> AIM OF THE TASK
Copy the records below line for line, with no changes. Leave the pictures out of your copy.

> Raw records

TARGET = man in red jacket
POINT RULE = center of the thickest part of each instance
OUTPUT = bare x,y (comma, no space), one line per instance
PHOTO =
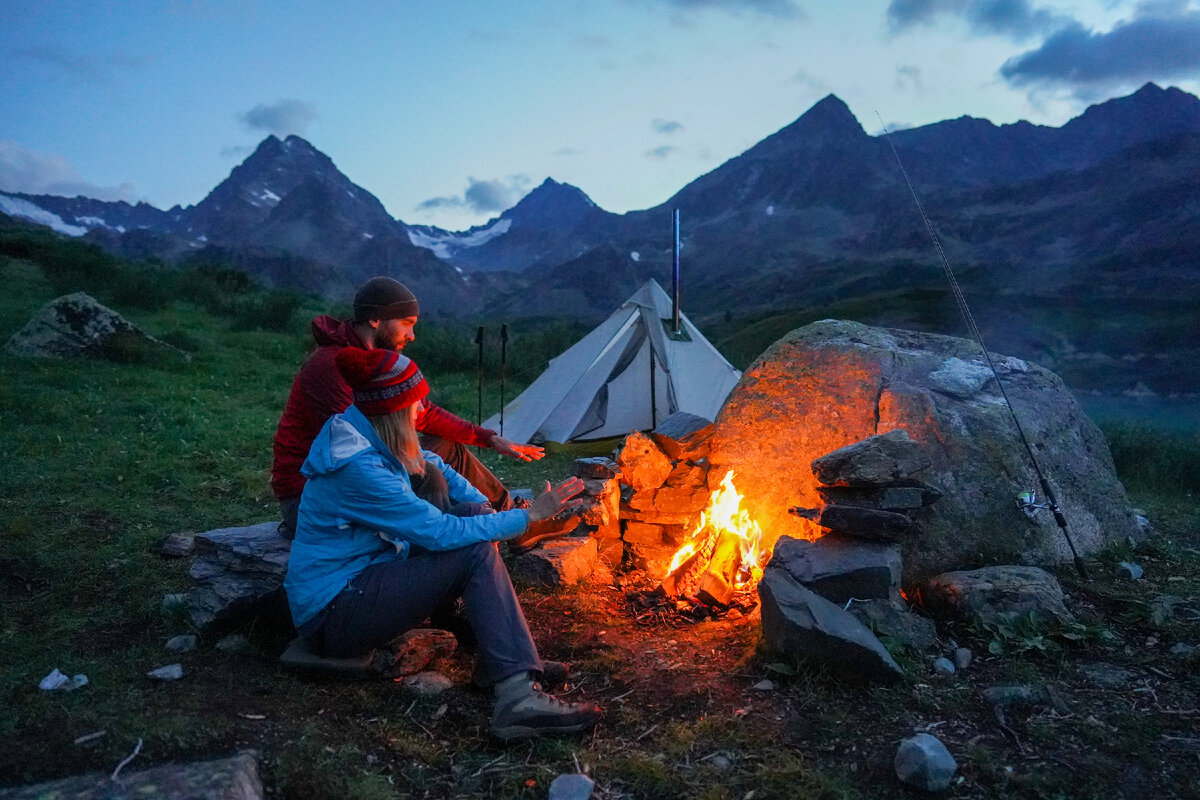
384,316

> RESULT
TARGET = man in red jacket
POINT RULE = center of the thickest part of each instance
OUTPUT = bare x,y (comma, no space), one line per instance
PHOTO =
384,316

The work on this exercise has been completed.